Start of SUPPLIED ENTRIES

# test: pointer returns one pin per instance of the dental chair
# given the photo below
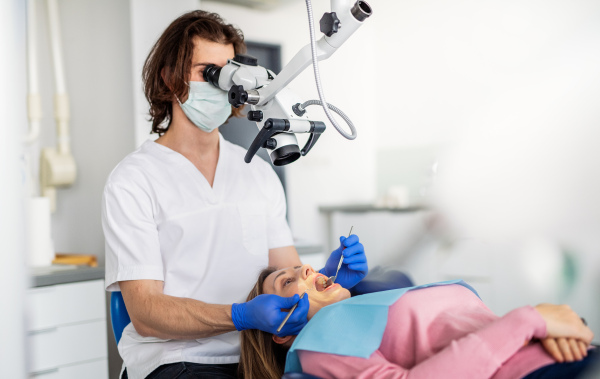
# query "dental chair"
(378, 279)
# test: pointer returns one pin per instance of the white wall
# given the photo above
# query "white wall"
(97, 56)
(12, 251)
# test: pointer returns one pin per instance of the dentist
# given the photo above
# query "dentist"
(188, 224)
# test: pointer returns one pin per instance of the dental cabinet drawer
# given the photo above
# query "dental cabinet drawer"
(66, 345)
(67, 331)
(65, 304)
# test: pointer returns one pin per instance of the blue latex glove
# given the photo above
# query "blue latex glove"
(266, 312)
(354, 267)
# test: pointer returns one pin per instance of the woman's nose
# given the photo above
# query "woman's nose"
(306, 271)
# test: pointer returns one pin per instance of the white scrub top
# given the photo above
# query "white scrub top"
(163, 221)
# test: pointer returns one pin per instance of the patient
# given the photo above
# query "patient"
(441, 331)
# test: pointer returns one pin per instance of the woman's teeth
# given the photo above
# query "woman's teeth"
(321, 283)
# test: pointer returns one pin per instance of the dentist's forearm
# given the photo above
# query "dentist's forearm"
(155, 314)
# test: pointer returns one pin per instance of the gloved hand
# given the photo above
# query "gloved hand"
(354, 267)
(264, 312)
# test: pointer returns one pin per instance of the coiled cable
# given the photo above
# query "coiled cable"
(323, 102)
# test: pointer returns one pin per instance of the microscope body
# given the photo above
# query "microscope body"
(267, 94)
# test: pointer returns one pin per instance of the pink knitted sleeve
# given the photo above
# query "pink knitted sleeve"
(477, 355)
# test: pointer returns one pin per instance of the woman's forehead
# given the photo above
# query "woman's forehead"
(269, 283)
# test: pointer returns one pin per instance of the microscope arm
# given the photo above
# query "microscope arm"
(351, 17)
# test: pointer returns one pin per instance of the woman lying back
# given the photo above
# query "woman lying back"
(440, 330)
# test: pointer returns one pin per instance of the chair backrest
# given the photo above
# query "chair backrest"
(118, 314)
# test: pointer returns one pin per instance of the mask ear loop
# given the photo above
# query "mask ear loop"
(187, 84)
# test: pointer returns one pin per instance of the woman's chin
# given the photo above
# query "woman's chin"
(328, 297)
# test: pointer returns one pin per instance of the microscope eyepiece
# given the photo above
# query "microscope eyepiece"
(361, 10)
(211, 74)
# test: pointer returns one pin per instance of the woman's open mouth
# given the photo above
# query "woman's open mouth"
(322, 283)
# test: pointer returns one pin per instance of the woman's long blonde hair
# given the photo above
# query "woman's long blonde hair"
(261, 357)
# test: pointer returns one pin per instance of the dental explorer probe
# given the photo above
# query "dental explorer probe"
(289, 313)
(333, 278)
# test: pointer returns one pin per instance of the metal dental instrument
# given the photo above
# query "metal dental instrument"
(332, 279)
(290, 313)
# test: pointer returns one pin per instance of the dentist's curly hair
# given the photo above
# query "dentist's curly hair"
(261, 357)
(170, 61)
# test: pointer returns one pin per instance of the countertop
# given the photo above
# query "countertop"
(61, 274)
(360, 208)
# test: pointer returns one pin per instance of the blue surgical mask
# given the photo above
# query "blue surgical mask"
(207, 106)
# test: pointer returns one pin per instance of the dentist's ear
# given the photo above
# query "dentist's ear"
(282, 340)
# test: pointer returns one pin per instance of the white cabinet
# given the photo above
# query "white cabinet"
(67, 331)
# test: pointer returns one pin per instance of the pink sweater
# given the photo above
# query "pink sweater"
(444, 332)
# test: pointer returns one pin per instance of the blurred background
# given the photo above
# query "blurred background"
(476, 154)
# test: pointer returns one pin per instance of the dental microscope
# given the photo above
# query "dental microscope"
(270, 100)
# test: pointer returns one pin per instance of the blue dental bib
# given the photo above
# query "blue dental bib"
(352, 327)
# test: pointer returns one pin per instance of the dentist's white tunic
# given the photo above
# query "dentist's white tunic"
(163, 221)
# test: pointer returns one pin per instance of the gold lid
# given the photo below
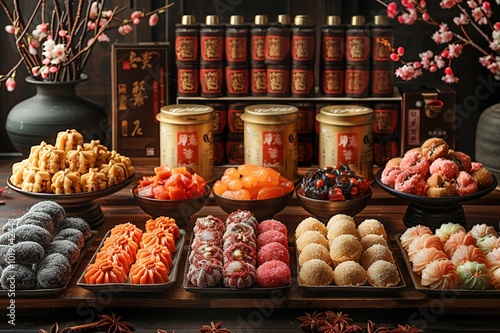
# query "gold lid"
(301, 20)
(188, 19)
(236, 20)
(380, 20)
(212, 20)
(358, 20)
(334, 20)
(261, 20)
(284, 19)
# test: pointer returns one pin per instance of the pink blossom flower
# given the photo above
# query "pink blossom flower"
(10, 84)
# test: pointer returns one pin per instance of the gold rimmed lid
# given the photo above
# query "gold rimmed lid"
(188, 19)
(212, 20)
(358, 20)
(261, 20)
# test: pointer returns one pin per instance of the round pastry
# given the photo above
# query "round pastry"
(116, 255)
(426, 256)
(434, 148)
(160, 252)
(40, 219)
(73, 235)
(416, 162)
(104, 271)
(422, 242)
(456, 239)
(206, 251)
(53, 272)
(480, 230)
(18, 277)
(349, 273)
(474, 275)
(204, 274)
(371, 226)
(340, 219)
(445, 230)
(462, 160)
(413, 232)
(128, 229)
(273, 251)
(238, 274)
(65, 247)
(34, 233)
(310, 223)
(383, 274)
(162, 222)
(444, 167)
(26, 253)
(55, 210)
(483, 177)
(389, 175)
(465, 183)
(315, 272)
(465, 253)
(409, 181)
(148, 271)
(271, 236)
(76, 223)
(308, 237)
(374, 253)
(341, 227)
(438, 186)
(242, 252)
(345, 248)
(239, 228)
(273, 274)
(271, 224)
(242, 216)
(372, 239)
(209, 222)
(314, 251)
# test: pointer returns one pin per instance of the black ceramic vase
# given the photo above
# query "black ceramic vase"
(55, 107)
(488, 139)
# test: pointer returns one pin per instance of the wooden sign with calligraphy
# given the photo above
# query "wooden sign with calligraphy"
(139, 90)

End of SUPPLIED ENTRIES

Render every line of the entries above as a numbered list, dropping any blank lines. Leave the pictures out of your answer.

1. # test: pointer returns one pin per instance of the dental chair
2. # given the photo below
3. # query "dental chair"
4. (378, 279)
5. # test: pointer returns one pin per instance of the white wall
6. # given the photo above
7. # query "white wall"
8. (97, 56)
9. (12, 251)
10. # test: pointer returns one pin per instance of the dentist
11. # given the photo above
12. # query "dentist"
13. (188, 224)
14. # test: pointer returns one pin per instance of the dental cabinet drawer
15. # given the photo above
16. # query "dental cabinet drawer"
17. (66, 345)
18. (67, 331)
19. (65, 304)
20. # test: pointer returns one pin per instance of the blue latex glove
21. # given the photo above
22. # query "blue latex glove"
23. (266, 312)
24. (354, 267)
25. # test: pointer returns one pin per instance of the woman's nose
26. # given the photo above
27. # query "woman's nose"
28. (306, 271)
29. # test: pointer returns one pin per instance of the white scrub top
30. # given the photo above
31. # query "white scrub top"
32. (163, 221)
33. # test: pointer returns one pin per instance of the patient
34. # given the photo above
35. # query "patient"
36. (441, 331)
37. # test: pointer returns one pin per instance of the woman's teeth
38. # given the photo above
39. # query "woman's teeth"
40. (321, 283)
41. # test: pointer returns one pin per instance of the dentist's forearm
42. # given the photo above
43. # query "dentist's forearm"
44. (155, 314)
45. # test: pointer returns one pin per instance of the gloved hand
46. # given the photo above
47. # query "gloved hand"
48. (354, 267)
49. (264, 312)
50. # test: pointer returns one pin per instance of the coiled cable
51. # given the photo above
52. # query "coiled cable"
53. (323, 102)
54. # test: pointer returns one pin per instance of the microscope body
55. # given the photo above
56. # query "microscope body"
57. (267, 94)
58. # test: pointer returns one pin per instance of the pink knitted sleeve
59. # given the photo above
60. # query "pink knitted sleeve"
61. (477, 355)
62. # test: pointer returns one pin per instance of the woman's forehead
63. # given the photo above
64. # query "woman's forehead"
65. (269, 283)
66. # test: pointer returns one pin per instance of the microscope arm
67. # given the photo above
68. # query "microscope arm"
69. (351, 17)
70. # test: pointer returns one pin per instance of the woman lying back
71. # given the photo above
72. # query "woman lying back"
73. (440, 330)
74. # test: pointer returns one pin per instance of the chair backrest
75. # given the photo above
76. # query "chair backrest"
77. (118, 314)
78. # test: pointer returns one pin per instance of the mask ear loop
79. # given the photo above
80. # query "mask ear loop"
81. (187, 84)
82. # test: pointer returns one pin per instance of the woman's chin
83. # given the photo above
84. # query "woman's chin"
85. (328, 297)
86. # test: pointer returns one pin per instance of the microscope eyepiece
87. # given the photo above
88. # query "microscope eyepiece"
89. (361, 10)
90. (211, 74)
91. # test: pointer returns one pin per instance of the woman's open mouth
92. # given the photo above
93. # query "woman's open mouth"
94. (322, 283)
95. # test: pointer returns one pin per instance of the woman's long blonde hair
96. # given the photo above
97. # query "woman's long blonde hair"
98. (261, 357)
99. # test: pointer returns one pin per instance of the dental explorer probe
100. # given the photo above
101. # query "dental explorer probe"
102. (289, 313)
103. (333, 278)
104. # test: pointer returns one pin per instance of the metal dental instrument
105. # given the photo above
106. # query "metal dental instrument"
107. (332, 279)
108. (290, 313)
109. # test: pointer returns one pin per instance of the dentist's curly hair
110. # given the photo above
111. # query "dentist's curly hair"
112. (261, 357)
113. (170, 61)
114. # test: pointer returns one pin per instance of the countertop
115. # given the photo above
116. # query "countertop"
117. (61, 274)
118. (360, 208)
119. # test: pointer returns one pin per instance of the blue surgical mask
120. # given the photo above
121. # query "blue surgical mask"
122. (207, 106)
123. # test: pointer returns one pin per instance of the dentist's ear
124. # given the photo above
125. # query "dentist's ear"
126. (282, 340)
127. # test: pointer returns one pin per instance of the white cabinet
128. # given the photo above
129. # query "white cabinet"
130. (67, 331)
131. # test: pointer returns one pin per instance of the pink sweater
132. # given the photo above
133. # query "pink sweater"
134. (444, 332)
135. # test: pointer returns one pin per instance of the blurred background
136. # given the photo above
137. # query "blurred background"
138. (476, 154)
139. # test: pointer returns one pin per instance of the dental microscope
140. # given the photo above
141. # query "dental microscope"
142. (270, 100)
143. # test: pointer returns one pin per instance of the blue dental bib
144. # given the photo above
145. # query "blue dental bib"
146. (352, 327)
147. # test: pointer returns one pin per instance of the dentist's white tunic
148. # given the photo above
149. # query "dentist's white tunic"
150. (163, 221)
151. # test: pointer returns one pin per instance of the gold lid
152. # given the photo below
153. # query "gold lid"
154. (301, 20)
155. (188, 19)
156. (236, 20)
157. (380, 20)
158. (212, 20)
159. (358, 20)
160. (334, 20)
161. (261, 20)
162. (284, 19)
163. # test: pointer returns one pin per instance of the pink blossom flower
164. # given the photo above
165. # query "pink blossom flower"
166. (10, 84)
167. # test: pointer returns one pin per instance of the gold rimmed lid
168. # given the photo above
169. # query "gold rimmed lid"
170. (188, 19)
171. (212, 20)
172. (358, 20)
173. (261, 20)
174. # test: pointer returns one pin per instance of the round pastry
175. # given the photo above
176. # query "round pastry"
177. (116, 255)
178. (426, 256)
179. (434, 148)
180. (160, 252)
181. (40, 219)
182. (73, 235)
183. (416, 162)
184. (104, 271)
185. (422, 242)
186. (456, 239)
187. (206, 251)
188. (53, 272)
189. (480, 230)
190. (18, 277)
191. (349, 273)
192. (474, 275)
193. (204, 274)
194. (371, 226)
195. (340, 219)
196. (445, 230)
197. (462, 160)
198. (413, 232)
199. (128, 229)
200. (273, 251)
201. (238, 274)
202. (65, 247)
203. (34, 233)
204. (310, 223)
205. (383, 274)
206. (162, 222)
207. (444, 167)
208. (26, 253)
209. (55, 210)
210. (483, 177)
211. (389, 175)
212. (465, 183)
213. (315, 272)
214. (465, 253)
215. (409, 181)
216. (148, 271)
217. (271, 236)
218. (76, 223)
219. (308, 237)
220. (374, 253)
221. (341, 227)
222. (438, 186)
223. (242, 252)
224. (345, 248)
225. (239, 228)
226. (273, 274)
227. (271, 224)
228. (242, 216)
229. (372, 239)
230. (209, 222)
231. (314, 251)
232. # test: pointer returns one pin per instance of the black ceramic vase
233. # given the photo above
234. # query "black ceramic vase"
235. (55, 107)
236. (488, 139)
237. # test: pointer returns one pin per instance of the wooden sign with calligraphy
238. # given the photo above
239. # query "wooden sign with calligraphy"
240. (139, 90)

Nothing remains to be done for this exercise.